→ DATA FOR THIS EXERCISE
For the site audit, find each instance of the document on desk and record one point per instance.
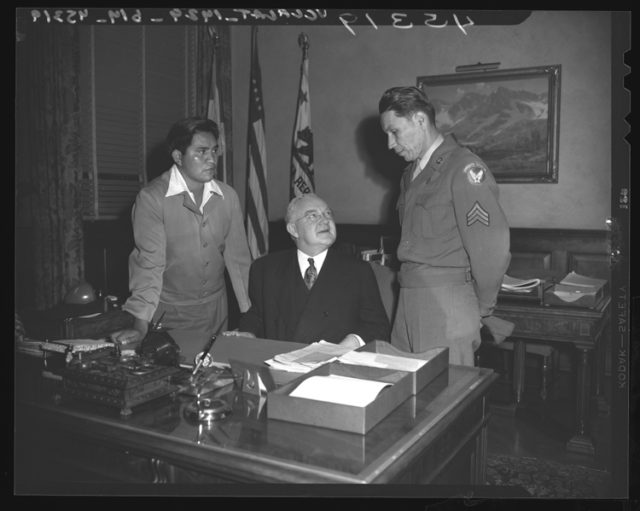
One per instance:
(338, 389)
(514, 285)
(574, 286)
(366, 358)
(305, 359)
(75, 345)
---
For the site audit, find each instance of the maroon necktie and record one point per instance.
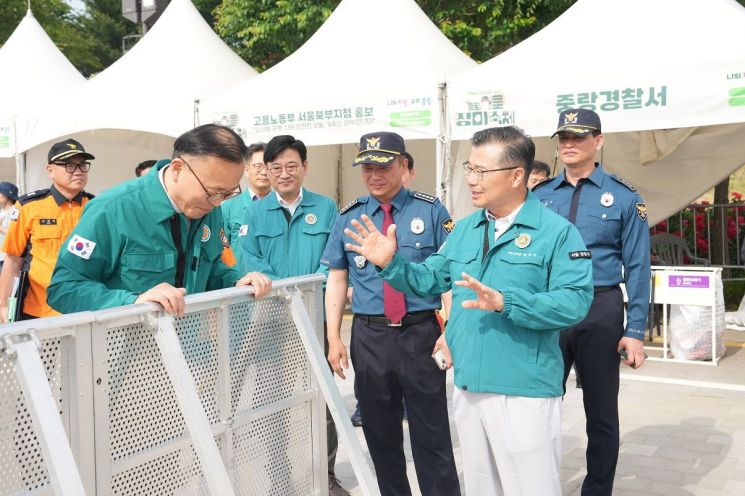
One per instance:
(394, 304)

→ TASK GOAL
For the word "audit", find every line in the data that holds it and copy that line.

→ EXPECTED ANSWER
For the site audit, find each instance of the document on desk and record one point per instance.
For the site audit, find each instance of the maroon necktie and record one point per instance.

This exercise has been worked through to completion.